- [DATA IN THIS EXERCISE]
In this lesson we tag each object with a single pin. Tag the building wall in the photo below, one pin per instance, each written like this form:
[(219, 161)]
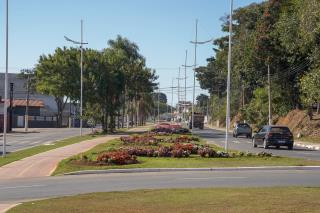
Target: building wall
[(20, 92)]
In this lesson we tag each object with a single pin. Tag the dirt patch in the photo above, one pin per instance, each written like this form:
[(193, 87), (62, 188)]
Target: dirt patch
[(299, 122)]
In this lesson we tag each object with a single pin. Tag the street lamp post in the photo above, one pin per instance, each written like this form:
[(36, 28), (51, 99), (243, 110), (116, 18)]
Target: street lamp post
[(5, 105), (196, 42), (81, 43), (228, 78)]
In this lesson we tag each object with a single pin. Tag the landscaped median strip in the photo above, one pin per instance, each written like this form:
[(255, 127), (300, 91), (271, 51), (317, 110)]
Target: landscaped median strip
[(143, 170), (159, 153), (257, 199), (43, 164)]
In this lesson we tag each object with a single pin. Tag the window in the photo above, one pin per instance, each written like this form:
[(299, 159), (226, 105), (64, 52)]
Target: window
[(280, 130)]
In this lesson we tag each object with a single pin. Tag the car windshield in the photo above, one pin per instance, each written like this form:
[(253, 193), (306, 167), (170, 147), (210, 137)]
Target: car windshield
[(280, 130)]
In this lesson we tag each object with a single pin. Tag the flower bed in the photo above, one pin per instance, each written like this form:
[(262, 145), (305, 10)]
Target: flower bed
[(142, 140), (116, 158)]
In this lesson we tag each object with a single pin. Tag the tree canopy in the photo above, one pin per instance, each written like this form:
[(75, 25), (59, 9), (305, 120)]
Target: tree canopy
[(284, 34)]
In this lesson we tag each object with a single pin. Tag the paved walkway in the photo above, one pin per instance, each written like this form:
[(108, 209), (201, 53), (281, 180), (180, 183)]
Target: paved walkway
[(44, 164)]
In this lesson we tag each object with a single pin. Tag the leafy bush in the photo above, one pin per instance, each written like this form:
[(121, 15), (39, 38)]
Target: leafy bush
[(117, 158), (207, 152)]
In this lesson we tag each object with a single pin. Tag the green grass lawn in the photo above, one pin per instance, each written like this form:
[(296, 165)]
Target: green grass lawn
[(18, 155), (194, 161), (315, 140), (241, 200)]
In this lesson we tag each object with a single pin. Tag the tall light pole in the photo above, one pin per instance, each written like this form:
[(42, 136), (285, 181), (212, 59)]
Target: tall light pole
[(196, 42), (228, 78), (5, 106), (81, 43), (185, 81), (159, 104), (269, 96), (172, 99)]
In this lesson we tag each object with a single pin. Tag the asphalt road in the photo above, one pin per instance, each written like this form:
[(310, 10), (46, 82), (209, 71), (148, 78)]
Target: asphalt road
[(17, 190), (243, 144), (20, 140)]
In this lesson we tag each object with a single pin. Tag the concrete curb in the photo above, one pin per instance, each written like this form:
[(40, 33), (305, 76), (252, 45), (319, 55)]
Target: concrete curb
[(145, 170), (308, 146)]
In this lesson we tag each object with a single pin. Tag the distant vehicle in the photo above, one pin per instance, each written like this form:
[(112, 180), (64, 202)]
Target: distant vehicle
[(198, 121), (242, 129), (273, 136)]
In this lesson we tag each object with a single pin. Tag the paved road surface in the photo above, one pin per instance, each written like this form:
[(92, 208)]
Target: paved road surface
[(243, 144), (21, 140), (17, 190)]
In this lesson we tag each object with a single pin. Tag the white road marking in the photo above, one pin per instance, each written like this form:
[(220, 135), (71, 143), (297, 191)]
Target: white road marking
[(17, 187), (208, 178)]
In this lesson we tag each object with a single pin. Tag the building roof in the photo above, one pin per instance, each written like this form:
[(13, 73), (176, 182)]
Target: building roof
[(23, 102)]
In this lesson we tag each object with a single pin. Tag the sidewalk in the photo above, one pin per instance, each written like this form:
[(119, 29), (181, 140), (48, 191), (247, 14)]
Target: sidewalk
[(44, 164), (297, 143)]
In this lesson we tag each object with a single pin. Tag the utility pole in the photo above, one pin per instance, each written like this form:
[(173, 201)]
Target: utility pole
[(26, 116), (269, 96), (159, 104), (5, 112), (11, 107), (81, 43), (228, 78), (179, 91), (172, 100), (196, 42), (185, 86), (194, 74), (208, 110), (81, 80)]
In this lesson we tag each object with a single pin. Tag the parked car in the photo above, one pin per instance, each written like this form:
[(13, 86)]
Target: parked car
[(242, 129), (273, 136)]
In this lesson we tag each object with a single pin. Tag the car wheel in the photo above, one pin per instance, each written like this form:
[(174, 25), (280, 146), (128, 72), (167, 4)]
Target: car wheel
[(265, 145), (254, 143)]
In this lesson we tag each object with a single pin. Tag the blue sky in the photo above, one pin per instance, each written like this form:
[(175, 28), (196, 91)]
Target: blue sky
[(161, 28)]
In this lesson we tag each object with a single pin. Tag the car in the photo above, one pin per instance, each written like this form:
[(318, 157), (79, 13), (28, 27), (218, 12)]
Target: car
[(242, 129), (273, 135)]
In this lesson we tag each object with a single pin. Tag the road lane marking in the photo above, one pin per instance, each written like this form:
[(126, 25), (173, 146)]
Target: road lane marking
[(208, 178), (21, 187)]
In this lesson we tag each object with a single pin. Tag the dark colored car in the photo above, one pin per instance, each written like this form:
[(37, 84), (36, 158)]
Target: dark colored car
[(242, 129), (273, 136)]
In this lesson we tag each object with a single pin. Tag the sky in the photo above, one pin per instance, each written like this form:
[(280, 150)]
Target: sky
[(162, 29)]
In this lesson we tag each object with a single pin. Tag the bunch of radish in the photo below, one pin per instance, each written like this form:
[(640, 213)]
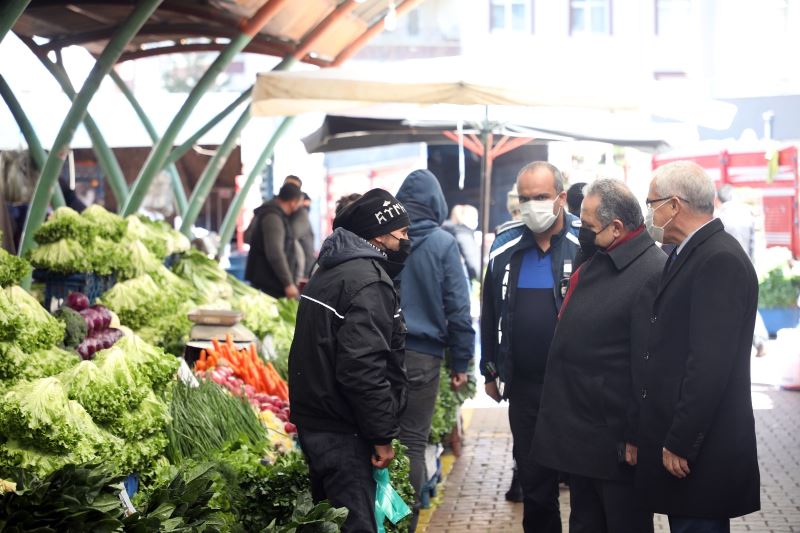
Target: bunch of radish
[(99, 336), (224, 376)]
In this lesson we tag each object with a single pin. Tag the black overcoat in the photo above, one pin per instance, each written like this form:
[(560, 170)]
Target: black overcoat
[(588, 392), (692, 374)]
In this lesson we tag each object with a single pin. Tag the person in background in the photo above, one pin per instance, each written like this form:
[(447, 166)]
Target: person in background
[(514, 492), (272, 261), (462, 225), (344, 201), (303, 233), (575, 198), (522, 293), (697, 460), (347, 380), (738, 219), (436, 306), (585, 425)]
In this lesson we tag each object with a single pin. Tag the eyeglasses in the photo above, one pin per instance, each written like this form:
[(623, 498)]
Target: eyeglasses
[(649, 203), (538, 198)]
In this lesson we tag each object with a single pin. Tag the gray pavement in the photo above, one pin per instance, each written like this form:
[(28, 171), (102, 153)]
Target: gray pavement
[(473, 493)]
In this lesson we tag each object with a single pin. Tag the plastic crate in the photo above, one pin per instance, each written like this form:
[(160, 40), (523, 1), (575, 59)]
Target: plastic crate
[(58, 286)]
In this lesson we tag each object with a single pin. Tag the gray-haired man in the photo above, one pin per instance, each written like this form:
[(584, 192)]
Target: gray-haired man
[(697, 457), (587, 415)]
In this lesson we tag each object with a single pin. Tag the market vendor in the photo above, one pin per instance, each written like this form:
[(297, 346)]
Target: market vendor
[(347, 377)]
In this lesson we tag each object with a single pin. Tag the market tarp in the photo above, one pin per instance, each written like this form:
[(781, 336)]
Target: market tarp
[(346, 133), (439, 81)]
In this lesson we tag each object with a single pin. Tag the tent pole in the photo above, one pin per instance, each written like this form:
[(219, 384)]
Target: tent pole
[(10, 13), (105, 155), (179, 152), (229, 223), (214, 166), (486, 188), (55, 160), (210, 173), (158, 155), (174, 176), (35, 149)]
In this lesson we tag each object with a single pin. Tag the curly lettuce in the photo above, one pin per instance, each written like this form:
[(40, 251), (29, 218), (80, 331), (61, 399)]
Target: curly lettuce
[(39, 329), (108, 225), (147, 419), (65, 256), (156, 366), (12, 269), (65, 223), (136, 301), (39, 412)]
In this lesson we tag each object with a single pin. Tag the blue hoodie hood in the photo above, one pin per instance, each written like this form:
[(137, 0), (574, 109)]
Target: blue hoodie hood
[(422, 196)]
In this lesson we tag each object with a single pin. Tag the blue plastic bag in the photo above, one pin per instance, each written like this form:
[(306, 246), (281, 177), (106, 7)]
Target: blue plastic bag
[(388, 504)]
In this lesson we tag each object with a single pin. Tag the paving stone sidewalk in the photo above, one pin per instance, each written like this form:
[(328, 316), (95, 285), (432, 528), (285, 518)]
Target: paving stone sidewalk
[(474, 490)]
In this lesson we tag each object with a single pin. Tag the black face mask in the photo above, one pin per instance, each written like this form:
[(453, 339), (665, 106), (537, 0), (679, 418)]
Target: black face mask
[(396, 258), (586, 238), (399, 256)]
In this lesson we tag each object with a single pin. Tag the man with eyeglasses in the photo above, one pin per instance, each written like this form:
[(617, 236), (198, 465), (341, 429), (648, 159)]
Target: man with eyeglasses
[(697, 459), (523, 290), (588, 409)]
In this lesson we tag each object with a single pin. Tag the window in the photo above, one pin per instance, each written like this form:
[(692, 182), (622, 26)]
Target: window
[(590, 16), (672, 16), (511, 15)]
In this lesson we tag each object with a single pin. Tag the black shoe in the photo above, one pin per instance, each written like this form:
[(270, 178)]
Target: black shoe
[(514, 493)]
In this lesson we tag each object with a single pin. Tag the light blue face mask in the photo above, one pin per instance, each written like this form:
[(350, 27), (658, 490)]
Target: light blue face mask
[(656, 232)]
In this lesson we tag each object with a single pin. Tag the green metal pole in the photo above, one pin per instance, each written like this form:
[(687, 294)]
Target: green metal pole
[(178, 152), (34, 145), (158, 156), (55, 160), (10, 11), (210, 173), (174, 176), (105, 155), (229, 223)]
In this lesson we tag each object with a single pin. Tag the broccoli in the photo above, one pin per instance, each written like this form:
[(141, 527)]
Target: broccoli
[(76, 328)]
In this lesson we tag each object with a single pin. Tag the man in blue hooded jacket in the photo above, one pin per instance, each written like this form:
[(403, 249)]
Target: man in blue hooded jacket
[(435, 298)]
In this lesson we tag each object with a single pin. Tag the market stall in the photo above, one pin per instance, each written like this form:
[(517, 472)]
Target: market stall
[(99, 404)]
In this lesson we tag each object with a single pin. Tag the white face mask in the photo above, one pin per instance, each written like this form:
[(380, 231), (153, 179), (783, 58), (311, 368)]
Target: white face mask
[(538, 214), (656, 232)]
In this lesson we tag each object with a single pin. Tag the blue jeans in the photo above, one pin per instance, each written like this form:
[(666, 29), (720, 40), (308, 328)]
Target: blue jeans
[(699, 525)]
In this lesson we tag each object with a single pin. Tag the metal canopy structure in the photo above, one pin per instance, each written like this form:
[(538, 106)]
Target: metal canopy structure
[(203, 26), (320, 32)]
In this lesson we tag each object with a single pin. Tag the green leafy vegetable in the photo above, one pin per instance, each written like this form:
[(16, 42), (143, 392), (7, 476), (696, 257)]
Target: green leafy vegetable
[(75, 328), (206, 418), (65, 256), (205, 275), (108, 225), (147, 419), (65, 223), (12, 269), (38, 329), (137, 300), (39, 412), (321, 517), (71, 499), (153, 364)]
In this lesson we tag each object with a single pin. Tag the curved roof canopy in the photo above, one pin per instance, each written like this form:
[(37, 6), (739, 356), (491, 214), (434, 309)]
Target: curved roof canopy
[(204, 25)]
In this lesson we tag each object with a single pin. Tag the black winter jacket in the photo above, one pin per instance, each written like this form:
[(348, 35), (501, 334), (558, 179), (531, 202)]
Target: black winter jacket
[(691, 368), (271, 271), (347, 361), (585, 417)]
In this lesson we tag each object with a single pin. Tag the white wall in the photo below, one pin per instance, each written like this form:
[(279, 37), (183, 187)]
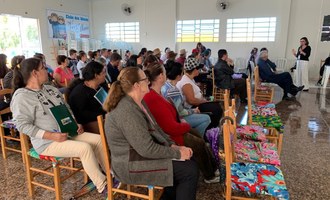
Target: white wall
[(157, 20), (295, 19), (306, 19), (37, 9)]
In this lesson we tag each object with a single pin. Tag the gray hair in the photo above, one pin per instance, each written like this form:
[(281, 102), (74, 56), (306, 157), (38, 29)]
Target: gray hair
[(263, 54)]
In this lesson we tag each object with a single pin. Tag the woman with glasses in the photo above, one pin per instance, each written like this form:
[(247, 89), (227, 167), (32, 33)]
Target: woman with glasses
[(141, 153), (302, 55), (31, 105), (63, 74), (80, 96)]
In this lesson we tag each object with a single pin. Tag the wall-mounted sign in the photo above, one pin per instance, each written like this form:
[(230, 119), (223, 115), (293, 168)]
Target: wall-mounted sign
[(63, 25)]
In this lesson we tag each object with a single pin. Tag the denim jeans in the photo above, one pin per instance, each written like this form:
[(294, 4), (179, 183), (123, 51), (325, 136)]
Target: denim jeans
[(198, 121)]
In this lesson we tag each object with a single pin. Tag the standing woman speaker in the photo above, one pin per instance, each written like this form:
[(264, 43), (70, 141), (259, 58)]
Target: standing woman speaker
[(302, 55)]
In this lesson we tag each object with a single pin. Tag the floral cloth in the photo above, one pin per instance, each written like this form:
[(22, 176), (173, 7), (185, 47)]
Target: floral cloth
[(260, 179), (8, 124), (251, 132), (269, 122), (34, 154), (262, 152)]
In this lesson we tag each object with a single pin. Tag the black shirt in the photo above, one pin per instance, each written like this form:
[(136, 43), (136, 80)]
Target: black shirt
[(307, 51), (83, 104), (113, 72)]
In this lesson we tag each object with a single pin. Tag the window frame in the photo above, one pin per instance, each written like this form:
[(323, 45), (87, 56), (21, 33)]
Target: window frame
[(198, 30), (123, 31), (257, 29)]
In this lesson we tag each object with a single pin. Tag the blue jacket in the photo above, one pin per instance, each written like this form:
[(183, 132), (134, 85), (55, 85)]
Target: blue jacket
[(265, 69)]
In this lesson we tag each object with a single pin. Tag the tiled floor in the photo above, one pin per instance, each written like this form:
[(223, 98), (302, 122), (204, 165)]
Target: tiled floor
[(305, 155)]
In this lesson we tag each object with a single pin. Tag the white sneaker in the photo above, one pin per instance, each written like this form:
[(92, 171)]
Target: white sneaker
[(216, 179), (217, 173)]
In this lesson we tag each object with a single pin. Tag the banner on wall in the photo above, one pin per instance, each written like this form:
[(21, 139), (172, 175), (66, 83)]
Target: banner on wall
[(325, 36), (62, 25)]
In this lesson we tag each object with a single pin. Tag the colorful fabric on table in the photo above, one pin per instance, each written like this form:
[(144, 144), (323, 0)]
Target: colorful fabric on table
[(9, 124), (251, 132), (251, 151), (34, 154), (269, 122), (260, 179)]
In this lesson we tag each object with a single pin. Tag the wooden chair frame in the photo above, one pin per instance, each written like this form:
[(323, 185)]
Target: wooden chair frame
[(259, 94), (218, 93), (273, 135), (229, 159), (55, 172), (127, 192), (12, 135)]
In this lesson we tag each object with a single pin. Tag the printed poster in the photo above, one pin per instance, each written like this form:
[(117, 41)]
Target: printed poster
[(61, 25)]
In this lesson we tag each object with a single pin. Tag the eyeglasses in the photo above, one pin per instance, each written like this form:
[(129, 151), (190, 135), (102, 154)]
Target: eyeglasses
[(144, 79)]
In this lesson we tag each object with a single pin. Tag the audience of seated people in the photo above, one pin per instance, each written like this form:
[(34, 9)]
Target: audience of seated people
[(113, 66), (182, 57), (267, 73), (192, 94), (73, 61), (141, 153), (3, 65), (82, 62), (50, 71), (198, 121), (31, 105), (62, 74), (15, 63), (179, 130), (223, 75), (80, 96)]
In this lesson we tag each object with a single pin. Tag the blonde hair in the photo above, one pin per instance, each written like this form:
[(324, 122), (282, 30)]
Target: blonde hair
[(126, 79)]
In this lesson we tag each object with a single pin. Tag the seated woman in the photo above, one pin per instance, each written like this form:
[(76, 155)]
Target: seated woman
[(81, 98), (192, 94), (169, 90), (223, 72), (62, 75), (15, 62), (31, 105), (167, 118), (141, 153)]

- [TASK TO COMPLETE]
From the data above, return every line from the line that has "[(42, 136), (285, 181), (212, 59)]" up to and including the line that has "[(112, 180), (64, 202)]", exactly.

- [SOLUTION TO THE PROBLEM]
[(42, 136), (285, 181), (212, 59)]
Target: tall light pole
[(196, 42), (228, 78), (5, 106), (81, 43), (185, 81), (159, 104), (269, 96), (172, 99)]
In this lesson we tag each object with a single pin. Tag the asphalt road in the photo above, one pin per instance, each written like this form:
[(310, 10), (46, 82), (209, 71), (148, 78)]
Target: asphalt road
[(17, 190), (243, 144), (20, 140)]
In this lesson we tag each object with a single pin. Tag the concrete curb in the photo above, one pin per instance, each written like this form:
[(40, 33), (305, 76), (252, 45), (319, 55)]
Target: concrete curb
[(145, 170), (308, 146)]
In this lesson we tag each object with a single pin. Tag the distant vehicle in the photo above, one pin per instance, each written like this form:
[(112, 180), (64, 202)]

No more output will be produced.